** Task **
Summarize the article on the Pentagon's dispute over coverage of its Africa presence in two sentences.

** Source passage **
⟨
By

Tom Engelhardt /

TomDispatch/ July 26, 2012, 4:16 PM

Pentagon disputes coverage of Africa presence

A U.S. Air Force Lockheed C130J takes off during the Africa Aeronautics and Defense Airshow Sept. 24, 2010, at Ysterplaat Air Force Base in Cape Town, South Africa.

A U.S. Air Force Lockheed C130J takes off during the Africa Aeronautics and Defense Airshow Sept. 24, 2010, at Ysterplaat Air Force Base in Cape Town, South Africa. / AFP/Getty Images

(TomDispatch) On July 12th, TomDispatch posted the latest piece in Nick Turse's "changing face of empire" series: "Obama's Scramble for Africa." It laid out in some detail the way in which the U.S. Africa Command (AFRICOM) has, in recent years, spread its influence across that continent, establishing bases and outposts, sending in special operations forces and drones, funding proxy forces on the continent, and so on. As last week ended, TomDispatch received a "letter to the editor" from Colonel Tom Davis, director of the U.S. Africa Command Office of Public Affairs, disputing in some detail a number of Turse's points. (Colonel Davis also sent a copy of the letter to the Nation Institute, which supports TomDispatch.)

As TomDispatch readers know, it's quite possible to write this editor. I read everything that arrives at TomDispatch with appreciation and answer when I can. There is, however, no "comments" section, nor a place for letters to the editor at TD. In this case, however, I found the obvious time and effort AFRICOM took to respond to the Turse piece of interest and so, today, we're posting Colonel Davis's full letter, and a response from Turse. After all, whatever highlights the changing U.S. military position in Africa, about which Americans know remarkably little, seems well worth the time and space.

Two things remain to be said: first, beneath the detailed critique and response that follows lies an obvious difference of opinion that seems worth highlighting. Like a number of other TomDispatch writers, I believe that the U.S. military should not be responsible for Planet Earth; that it is not in our interest for the Pentagon to be dividing the globe, like a giant pie, into six "slices" covering almost every inch of the planet: U.S. European Command, or EUCOM (for Europe and Russia), the U.S. Pacific Command, or PACOM (Asia), CENTCOM (the Greater Middle East and a touch of North Africa), NORTHCOM (North America), SOUTHCOM (South America and most of the Caribbean), and AFRICOM (almost all of Africa). Nor should the U.S. military be garrisoning the planet in the historically unprecedented way it does. This imperial role of ours has little or nothing to do with "defense" and creates many possibilities for future blowback. Instead, it seems far more sensible to begin to shut down or cut back radically on our vast array of global bases and outposts (rather than, as in Africa, expanding them), and downsize our global mission in a major way. AFRICOM would obviously disagree, as would the Pentagon and the Obama administration, and the results of that basic disagreement about the role of the U.S. military in the world can be seen in what follows.
⟩
** Photo labels with boxes **
⟨
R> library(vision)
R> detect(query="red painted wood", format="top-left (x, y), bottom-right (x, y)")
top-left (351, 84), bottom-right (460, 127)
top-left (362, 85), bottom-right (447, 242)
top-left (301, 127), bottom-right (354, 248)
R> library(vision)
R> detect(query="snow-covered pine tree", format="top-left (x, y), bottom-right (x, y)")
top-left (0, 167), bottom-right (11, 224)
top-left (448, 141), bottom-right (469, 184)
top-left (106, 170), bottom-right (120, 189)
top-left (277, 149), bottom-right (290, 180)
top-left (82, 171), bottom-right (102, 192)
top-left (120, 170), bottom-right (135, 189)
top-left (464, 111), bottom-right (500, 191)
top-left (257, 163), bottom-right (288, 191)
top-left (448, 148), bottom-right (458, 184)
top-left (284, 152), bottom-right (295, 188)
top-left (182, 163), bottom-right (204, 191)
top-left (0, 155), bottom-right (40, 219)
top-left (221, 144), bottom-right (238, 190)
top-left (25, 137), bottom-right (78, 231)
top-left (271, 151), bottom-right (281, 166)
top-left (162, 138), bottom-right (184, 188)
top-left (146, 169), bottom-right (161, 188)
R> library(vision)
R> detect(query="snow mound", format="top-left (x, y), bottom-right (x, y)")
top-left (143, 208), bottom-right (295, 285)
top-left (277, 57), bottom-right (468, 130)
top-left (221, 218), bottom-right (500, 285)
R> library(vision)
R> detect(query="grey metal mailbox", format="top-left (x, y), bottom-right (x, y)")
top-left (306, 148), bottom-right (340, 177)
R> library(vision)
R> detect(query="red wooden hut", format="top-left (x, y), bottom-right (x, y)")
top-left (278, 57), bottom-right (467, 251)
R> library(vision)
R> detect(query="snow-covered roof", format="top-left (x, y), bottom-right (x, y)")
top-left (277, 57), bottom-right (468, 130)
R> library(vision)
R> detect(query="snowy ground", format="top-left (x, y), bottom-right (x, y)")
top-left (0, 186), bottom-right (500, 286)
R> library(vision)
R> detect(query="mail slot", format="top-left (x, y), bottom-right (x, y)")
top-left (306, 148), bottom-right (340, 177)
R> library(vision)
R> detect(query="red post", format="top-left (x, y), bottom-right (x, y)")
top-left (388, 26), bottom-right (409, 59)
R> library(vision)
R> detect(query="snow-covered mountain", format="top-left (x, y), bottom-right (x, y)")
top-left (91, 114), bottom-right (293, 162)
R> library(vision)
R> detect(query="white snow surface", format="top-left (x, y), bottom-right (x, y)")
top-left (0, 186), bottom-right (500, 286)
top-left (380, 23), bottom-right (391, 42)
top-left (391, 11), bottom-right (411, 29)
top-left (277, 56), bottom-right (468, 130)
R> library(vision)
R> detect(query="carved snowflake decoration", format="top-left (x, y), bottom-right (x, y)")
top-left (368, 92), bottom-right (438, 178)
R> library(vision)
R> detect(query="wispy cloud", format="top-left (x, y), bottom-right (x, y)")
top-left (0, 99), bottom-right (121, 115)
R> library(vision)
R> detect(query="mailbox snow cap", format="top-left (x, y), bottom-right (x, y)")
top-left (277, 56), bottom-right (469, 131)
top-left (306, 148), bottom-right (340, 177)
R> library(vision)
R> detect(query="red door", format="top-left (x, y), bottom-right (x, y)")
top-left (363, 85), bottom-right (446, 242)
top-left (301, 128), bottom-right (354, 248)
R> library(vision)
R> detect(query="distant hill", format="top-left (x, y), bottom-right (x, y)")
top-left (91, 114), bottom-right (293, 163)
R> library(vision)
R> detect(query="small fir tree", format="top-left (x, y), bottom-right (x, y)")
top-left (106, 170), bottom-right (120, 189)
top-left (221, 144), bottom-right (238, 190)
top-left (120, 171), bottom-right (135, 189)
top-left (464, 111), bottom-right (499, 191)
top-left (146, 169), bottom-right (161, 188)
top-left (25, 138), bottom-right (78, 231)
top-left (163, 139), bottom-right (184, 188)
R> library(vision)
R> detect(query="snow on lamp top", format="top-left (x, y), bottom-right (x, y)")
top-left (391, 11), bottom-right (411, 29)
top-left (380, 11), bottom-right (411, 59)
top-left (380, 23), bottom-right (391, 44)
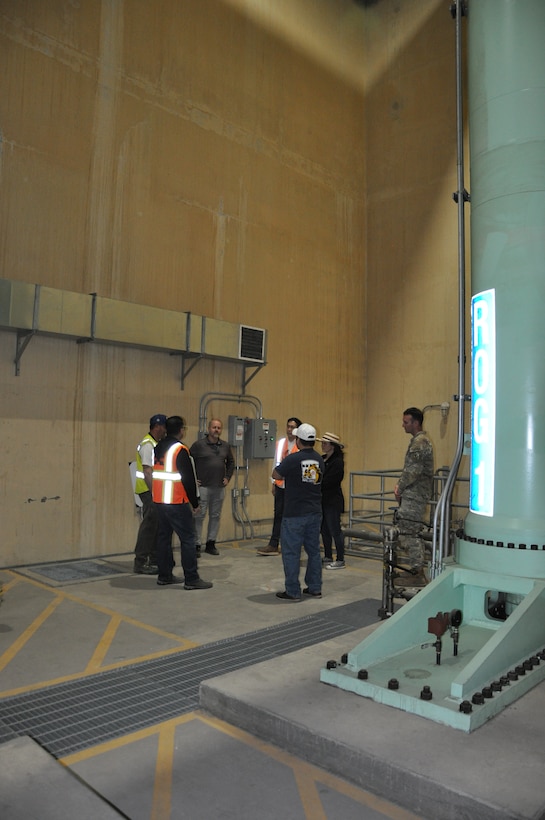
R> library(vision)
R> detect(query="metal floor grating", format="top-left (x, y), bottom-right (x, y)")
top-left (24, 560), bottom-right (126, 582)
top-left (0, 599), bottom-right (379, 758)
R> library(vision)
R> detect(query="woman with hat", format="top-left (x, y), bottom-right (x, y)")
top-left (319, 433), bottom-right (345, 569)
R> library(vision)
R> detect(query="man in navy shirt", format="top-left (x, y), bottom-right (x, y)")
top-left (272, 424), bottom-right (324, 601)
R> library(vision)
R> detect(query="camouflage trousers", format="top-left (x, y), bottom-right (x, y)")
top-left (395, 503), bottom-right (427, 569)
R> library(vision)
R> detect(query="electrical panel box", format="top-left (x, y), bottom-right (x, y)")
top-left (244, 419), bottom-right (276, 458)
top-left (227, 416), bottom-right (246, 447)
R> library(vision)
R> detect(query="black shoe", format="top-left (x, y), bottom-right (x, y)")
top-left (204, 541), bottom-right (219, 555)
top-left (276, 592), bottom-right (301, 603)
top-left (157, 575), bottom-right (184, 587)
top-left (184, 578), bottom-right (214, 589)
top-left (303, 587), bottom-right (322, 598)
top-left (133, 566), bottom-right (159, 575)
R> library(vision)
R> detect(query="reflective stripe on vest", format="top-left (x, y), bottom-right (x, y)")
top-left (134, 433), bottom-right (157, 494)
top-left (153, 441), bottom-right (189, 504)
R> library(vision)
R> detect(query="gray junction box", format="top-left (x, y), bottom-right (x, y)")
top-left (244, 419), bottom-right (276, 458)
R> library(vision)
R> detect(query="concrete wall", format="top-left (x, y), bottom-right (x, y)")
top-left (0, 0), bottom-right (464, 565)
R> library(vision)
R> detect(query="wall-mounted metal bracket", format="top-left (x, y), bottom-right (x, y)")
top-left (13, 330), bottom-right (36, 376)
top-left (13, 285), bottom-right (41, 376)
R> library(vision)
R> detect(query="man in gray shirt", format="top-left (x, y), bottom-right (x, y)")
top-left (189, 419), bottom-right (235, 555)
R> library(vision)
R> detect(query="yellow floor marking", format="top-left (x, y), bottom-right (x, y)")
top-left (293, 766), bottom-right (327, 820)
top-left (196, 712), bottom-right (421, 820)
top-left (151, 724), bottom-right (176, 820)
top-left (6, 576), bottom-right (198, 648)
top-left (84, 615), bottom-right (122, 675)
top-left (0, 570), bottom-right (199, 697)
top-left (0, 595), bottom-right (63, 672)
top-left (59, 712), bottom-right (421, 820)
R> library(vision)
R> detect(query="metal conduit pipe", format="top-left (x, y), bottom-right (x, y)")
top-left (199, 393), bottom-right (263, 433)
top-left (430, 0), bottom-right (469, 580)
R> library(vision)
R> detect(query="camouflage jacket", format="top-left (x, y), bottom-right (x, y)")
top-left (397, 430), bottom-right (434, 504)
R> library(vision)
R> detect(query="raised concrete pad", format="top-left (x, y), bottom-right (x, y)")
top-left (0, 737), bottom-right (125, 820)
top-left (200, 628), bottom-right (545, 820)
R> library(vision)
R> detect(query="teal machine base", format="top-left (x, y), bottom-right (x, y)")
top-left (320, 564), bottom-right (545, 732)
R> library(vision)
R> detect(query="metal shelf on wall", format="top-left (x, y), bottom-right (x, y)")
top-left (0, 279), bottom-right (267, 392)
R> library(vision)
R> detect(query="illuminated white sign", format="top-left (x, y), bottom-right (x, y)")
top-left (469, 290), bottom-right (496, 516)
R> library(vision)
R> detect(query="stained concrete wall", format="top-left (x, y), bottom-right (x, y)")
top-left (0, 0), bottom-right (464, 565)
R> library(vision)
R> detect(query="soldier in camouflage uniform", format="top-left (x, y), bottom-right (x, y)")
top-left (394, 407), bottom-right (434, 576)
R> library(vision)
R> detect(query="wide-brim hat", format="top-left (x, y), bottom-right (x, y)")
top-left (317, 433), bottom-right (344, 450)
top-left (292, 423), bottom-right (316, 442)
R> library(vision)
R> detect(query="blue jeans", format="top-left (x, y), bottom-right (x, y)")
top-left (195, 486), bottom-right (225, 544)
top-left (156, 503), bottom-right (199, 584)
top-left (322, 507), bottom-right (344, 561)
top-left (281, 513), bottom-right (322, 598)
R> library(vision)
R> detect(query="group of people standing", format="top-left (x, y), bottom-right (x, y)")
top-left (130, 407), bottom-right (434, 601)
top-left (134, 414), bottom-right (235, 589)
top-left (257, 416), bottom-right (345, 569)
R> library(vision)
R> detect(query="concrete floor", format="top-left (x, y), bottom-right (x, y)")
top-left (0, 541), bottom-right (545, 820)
⟩
⟨
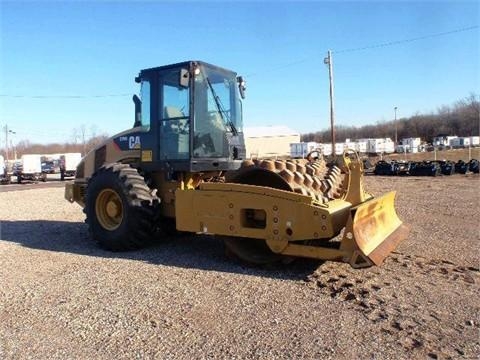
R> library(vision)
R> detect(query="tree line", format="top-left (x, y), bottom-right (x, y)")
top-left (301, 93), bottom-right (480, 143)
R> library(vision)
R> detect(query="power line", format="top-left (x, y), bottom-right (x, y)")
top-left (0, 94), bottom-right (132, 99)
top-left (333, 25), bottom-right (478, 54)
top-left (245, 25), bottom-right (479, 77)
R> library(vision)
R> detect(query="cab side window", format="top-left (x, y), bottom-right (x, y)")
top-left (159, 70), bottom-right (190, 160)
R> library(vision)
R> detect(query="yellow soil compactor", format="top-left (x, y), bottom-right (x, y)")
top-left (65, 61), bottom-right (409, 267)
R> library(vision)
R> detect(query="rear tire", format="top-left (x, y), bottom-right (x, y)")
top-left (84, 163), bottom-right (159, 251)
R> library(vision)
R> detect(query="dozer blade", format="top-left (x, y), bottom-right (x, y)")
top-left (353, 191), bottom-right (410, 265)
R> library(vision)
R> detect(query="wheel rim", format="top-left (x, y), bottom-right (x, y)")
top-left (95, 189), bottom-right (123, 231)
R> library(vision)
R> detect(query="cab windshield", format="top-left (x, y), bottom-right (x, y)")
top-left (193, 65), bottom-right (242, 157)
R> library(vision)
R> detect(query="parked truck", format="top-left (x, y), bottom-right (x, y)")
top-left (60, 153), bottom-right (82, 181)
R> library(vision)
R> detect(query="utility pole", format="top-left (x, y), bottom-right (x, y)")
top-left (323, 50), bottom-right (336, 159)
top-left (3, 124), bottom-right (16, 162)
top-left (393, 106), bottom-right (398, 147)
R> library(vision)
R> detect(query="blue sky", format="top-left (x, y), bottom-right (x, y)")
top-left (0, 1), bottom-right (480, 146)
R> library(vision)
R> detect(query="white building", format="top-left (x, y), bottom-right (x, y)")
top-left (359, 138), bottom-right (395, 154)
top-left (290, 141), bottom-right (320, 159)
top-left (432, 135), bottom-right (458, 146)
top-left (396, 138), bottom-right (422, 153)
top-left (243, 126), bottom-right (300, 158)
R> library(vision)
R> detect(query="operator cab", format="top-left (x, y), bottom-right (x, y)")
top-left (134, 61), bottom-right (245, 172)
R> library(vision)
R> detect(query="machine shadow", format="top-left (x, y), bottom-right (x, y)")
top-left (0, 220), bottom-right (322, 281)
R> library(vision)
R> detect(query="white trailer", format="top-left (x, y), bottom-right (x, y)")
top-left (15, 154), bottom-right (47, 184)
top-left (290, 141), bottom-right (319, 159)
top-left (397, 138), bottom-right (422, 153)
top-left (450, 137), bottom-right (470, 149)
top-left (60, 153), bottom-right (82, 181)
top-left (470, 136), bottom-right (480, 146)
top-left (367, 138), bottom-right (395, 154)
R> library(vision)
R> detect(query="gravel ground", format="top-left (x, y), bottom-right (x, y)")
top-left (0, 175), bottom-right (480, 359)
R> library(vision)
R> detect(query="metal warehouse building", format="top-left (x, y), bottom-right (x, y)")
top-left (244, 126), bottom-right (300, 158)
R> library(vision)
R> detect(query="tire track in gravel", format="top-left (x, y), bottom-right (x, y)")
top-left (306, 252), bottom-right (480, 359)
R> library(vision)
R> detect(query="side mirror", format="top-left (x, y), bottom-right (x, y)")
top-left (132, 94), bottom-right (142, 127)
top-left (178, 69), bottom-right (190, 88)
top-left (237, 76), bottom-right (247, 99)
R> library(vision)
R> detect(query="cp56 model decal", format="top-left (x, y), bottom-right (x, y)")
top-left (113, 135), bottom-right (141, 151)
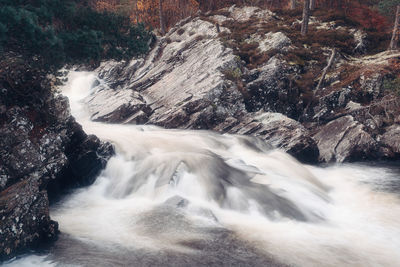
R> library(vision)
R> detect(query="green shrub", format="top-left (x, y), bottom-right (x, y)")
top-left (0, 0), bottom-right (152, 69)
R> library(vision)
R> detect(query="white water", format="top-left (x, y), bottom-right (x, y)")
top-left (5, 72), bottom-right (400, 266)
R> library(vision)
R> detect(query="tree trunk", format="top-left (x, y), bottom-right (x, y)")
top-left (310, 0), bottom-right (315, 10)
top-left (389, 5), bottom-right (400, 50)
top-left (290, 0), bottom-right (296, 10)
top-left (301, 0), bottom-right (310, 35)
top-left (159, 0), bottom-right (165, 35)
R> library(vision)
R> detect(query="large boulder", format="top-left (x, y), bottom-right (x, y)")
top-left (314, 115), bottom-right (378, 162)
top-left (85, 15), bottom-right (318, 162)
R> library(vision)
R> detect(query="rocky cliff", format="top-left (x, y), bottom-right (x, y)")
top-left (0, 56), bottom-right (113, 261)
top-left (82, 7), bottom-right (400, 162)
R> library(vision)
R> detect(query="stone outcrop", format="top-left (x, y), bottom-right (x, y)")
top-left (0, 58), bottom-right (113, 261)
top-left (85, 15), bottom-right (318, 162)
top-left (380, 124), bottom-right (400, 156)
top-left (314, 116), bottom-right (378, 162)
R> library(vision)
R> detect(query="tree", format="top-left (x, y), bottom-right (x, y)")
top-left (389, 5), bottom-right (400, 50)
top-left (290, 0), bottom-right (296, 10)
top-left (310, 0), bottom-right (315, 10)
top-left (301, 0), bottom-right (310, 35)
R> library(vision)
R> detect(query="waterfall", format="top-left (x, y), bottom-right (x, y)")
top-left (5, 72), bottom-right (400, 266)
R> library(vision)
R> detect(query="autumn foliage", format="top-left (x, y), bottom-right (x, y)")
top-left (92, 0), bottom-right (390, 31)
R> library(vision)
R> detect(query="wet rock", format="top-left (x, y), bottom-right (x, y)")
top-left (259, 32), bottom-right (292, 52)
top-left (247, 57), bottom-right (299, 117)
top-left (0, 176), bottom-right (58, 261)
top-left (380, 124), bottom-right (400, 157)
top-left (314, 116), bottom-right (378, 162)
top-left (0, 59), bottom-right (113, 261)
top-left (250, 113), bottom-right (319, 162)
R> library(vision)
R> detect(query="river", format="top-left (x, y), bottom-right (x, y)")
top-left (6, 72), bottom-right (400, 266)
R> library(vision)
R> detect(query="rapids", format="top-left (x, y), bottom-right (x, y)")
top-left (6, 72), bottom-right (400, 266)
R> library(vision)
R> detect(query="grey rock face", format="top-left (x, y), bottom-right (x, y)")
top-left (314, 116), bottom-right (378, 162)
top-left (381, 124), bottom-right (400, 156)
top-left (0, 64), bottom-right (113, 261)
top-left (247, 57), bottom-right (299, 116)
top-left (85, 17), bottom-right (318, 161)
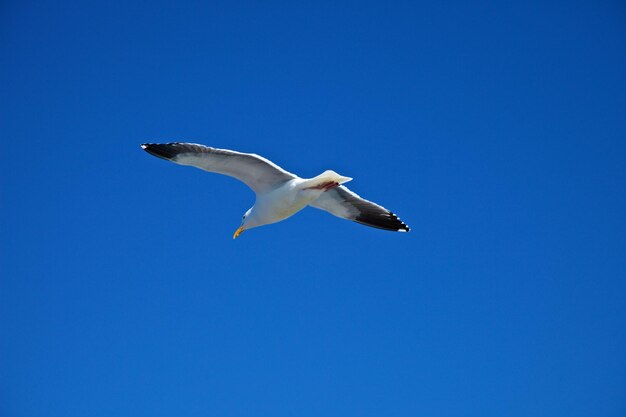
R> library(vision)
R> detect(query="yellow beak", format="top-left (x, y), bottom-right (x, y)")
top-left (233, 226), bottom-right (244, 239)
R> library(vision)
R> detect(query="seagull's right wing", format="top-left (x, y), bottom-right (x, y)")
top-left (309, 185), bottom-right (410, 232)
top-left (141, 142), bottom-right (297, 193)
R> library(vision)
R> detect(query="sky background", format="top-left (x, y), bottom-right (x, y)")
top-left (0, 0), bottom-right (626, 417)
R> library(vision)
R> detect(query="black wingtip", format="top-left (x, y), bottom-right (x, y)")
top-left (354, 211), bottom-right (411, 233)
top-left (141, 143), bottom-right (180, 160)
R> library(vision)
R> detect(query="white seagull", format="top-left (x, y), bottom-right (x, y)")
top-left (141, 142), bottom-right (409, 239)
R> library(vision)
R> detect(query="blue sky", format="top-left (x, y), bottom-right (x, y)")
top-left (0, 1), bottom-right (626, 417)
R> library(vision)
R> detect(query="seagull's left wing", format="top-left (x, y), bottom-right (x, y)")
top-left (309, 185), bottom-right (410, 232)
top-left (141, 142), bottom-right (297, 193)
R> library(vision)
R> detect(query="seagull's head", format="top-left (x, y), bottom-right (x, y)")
⟩
** Answer **
On July 12th, TomDispatch posted Nick Turse's "Obama's Scramble for Africa," which described how the U.S. Africa Command has spread its influence across the continent, and Colonel Tom Davis of AFRICOM's Office of Public Affairs then sent a letter disputing a number of Turse's points. Although TomDispatch has no place for letters to the editor, it is posting the full letter and a response from Turse, and the editor states the view that the U.S. military should cut back its global bases and mission, a view AFRICOM, the Pentagon and the Obama administration would disagree with.